§ Objective:
Copy out, with no changes, the lines starting with the first one below and going on through the line with "[[116, 128]]", including both of those lines.

§ Material shown:
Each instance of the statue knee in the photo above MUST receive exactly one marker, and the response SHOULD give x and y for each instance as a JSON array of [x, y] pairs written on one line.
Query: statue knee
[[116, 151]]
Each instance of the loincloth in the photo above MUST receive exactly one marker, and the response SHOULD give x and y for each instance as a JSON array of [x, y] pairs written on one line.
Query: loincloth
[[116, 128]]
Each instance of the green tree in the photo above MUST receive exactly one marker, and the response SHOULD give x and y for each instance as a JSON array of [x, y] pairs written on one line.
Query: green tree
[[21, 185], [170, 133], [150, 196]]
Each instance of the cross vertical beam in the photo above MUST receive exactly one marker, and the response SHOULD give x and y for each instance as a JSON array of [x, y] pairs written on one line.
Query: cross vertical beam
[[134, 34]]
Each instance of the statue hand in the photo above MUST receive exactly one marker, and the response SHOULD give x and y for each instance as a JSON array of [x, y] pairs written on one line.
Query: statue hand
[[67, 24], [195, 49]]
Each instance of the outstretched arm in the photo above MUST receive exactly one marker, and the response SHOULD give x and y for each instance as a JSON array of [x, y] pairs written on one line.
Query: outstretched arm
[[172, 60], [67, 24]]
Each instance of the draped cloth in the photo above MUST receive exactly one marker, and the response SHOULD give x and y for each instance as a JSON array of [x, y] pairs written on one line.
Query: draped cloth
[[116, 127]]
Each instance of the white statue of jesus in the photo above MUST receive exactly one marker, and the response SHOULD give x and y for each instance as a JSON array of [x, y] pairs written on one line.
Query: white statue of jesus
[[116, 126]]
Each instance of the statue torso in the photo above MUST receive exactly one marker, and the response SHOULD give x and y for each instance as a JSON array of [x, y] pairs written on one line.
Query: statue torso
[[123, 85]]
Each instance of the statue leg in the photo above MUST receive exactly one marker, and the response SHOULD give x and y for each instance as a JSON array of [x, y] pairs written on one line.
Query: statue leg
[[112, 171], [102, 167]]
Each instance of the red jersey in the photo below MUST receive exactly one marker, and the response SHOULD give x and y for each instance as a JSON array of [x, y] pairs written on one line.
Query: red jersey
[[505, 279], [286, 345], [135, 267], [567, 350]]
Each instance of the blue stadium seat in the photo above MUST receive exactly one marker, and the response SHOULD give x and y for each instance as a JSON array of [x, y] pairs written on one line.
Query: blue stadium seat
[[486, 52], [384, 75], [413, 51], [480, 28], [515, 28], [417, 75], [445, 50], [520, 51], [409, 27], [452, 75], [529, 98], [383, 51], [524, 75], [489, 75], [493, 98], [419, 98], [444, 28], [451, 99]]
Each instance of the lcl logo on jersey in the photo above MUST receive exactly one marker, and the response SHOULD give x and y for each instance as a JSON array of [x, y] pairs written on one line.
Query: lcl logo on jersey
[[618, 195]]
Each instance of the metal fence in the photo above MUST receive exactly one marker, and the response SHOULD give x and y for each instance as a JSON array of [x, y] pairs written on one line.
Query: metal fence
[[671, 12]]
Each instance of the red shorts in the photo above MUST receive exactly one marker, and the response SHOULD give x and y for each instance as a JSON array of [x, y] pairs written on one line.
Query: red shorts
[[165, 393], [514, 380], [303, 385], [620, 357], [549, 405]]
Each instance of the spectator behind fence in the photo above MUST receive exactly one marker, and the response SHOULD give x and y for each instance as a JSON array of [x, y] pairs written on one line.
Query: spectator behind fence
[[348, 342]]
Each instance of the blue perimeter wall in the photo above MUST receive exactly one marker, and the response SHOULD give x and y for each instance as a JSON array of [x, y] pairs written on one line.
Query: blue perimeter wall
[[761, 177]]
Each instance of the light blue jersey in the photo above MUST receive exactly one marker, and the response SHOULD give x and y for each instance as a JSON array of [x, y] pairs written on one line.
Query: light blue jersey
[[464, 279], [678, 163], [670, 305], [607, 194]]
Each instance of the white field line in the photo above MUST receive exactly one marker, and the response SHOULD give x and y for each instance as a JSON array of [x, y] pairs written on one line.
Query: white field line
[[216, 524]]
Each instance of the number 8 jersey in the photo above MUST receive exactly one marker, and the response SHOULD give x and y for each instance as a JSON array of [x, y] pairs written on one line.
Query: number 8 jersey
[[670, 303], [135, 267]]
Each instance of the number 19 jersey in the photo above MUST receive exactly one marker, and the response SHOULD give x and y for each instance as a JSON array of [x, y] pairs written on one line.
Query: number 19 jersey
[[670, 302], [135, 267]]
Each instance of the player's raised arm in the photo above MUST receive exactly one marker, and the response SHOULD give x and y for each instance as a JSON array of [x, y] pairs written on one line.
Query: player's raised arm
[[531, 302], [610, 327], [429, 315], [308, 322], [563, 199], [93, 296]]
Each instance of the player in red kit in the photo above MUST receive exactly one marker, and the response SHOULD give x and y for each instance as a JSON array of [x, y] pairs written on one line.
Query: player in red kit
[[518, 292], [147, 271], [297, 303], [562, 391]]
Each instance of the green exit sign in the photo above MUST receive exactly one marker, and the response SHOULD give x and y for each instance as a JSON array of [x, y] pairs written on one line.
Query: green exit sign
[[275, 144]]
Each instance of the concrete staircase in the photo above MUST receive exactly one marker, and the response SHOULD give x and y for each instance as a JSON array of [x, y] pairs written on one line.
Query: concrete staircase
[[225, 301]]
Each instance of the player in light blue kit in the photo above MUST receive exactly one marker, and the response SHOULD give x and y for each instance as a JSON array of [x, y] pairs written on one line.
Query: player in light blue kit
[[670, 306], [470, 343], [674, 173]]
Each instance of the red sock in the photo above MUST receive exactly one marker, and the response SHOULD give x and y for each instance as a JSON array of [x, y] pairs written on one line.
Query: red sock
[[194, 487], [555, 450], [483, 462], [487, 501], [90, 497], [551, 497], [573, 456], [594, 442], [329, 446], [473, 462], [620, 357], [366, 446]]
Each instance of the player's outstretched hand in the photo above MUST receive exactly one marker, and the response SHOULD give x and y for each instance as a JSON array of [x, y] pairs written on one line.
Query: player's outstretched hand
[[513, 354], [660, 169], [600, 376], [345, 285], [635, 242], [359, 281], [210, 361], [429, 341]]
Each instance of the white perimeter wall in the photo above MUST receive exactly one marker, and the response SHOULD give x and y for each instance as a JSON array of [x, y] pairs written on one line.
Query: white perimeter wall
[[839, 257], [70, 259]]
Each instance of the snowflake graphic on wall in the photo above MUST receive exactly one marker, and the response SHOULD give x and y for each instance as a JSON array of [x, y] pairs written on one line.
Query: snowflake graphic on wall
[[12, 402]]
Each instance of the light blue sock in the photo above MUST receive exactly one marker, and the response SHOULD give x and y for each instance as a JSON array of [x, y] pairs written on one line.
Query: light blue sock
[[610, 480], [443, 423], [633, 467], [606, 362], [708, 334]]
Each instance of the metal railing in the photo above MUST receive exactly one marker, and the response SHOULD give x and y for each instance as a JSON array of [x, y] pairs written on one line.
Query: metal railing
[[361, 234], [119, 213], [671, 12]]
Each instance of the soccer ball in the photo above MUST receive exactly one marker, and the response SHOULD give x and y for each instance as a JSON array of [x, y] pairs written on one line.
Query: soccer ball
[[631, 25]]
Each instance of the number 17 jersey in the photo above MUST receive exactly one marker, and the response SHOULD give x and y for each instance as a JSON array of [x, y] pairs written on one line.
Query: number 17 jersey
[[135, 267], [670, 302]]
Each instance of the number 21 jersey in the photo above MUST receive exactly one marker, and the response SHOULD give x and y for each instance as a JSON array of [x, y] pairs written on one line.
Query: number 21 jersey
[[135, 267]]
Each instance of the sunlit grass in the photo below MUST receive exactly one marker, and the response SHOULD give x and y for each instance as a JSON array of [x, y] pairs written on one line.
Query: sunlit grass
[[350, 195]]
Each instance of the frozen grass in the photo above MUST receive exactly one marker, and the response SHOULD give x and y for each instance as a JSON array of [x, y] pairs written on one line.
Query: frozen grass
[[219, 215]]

§ Expected answer:
Each instance of the statue knee in the photo above MUST receive exactly one marker, and the response SHOULD give x and y for each instance as a JSON array of [x, y] pairs written on one line.
Query: statue knee
[[116, 151]]
Each instance of the loincloth in the photo above MUST receive exactly one marker, and the response SHOULD give x and y for each instance as a JSON array of [x, y] pairs written on one line.
Query: loincloth
[[116, 128]]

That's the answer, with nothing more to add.